Selecciona en los registros cada línea que contenga la cadena "bank" y cópiala sin cambios.

>>>>

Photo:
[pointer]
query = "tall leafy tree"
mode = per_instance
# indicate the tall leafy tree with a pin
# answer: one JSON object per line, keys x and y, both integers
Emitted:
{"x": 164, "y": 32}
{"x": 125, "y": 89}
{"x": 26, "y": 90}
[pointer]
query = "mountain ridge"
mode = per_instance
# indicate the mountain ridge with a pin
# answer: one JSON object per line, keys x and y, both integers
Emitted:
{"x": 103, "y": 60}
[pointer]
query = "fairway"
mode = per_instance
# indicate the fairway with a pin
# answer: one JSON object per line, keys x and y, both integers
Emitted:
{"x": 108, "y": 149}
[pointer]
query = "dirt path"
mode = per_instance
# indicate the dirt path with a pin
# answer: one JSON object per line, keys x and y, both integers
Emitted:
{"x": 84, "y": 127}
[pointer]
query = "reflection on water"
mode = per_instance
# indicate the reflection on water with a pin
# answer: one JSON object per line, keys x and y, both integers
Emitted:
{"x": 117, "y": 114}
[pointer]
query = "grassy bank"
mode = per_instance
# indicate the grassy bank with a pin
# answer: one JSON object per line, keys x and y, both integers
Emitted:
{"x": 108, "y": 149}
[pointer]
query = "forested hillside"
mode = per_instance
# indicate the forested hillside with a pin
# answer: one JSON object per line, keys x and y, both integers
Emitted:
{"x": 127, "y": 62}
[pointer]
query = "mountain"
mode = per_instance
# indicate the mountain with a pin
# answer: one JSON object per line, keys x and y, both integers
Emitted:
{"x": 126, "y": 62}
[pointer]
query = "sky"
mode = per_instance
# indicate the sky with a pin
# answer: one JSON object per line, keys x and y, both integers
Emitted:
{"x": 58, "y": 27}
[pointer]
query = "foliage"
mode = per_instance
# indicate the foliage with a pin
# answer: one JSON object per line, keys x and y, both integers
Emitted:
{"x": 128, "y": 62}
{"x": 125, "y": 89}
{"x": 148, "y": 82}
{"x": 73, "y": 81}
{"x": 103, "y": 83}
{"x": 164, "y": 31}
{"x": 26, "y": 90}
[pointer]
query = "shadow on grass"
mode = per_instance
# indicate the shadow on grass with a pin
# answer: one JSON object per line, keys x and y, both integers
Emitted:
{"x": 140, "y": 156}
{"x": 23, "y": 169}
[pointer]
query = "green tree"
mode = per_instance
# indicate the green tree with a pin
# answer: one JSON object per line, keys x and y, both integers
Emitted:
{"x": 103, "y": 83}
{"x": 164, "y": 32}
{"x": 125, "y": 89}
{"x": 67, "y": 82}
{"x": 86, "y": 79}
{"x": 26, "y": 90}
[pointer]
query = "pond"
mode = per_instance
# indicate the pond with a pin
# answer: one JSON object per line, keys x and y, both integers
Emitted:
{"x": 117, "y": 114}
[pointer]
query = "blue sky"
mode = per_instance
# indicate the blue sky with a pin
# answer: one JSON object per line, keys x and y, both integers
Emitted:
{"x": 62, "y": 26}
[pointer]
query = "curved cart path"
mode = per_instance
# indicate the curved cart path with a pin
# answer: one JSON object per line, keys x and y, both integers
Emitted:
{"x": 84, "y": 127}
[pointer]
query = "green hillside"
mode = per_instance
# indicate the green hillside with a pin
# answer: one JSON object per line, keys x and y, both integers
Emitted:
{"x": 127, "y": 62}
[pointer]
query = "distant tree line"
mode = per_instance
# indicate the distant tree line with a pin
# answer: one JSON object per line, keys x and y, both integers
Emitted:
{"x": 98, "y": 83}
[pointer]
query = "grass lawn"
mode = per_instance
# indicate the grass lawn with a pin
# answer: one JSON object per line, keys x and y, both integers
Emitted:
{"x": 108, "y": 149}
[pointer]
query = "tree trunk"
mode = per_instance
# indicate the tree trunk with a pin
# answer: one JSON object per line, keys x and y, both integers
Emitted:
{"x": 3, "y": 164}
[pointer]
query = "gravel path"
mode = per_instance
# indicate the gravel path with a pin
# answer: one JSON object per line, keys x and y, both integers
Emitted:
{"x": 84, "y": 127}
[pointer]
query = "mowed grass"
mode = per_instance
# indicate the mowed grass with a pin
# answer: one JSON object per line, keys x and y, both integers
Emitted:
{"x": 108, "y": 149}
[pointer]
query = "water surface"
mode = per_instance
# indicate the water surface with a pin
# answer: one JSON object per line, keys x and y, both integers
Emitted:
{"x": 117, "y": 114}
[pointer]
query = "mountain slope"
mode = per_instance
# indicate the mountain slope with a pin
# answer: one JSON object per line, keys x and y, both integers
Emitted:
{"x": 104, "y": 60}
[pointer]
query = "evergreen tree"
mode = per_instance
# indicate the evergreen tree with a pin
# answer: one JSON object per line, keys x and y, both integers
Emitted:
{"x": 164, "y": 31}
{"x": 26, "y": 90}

<<<<

Respuesta del ejercicio:
query = "grassy bank"
# indicate the grassy bank with a pin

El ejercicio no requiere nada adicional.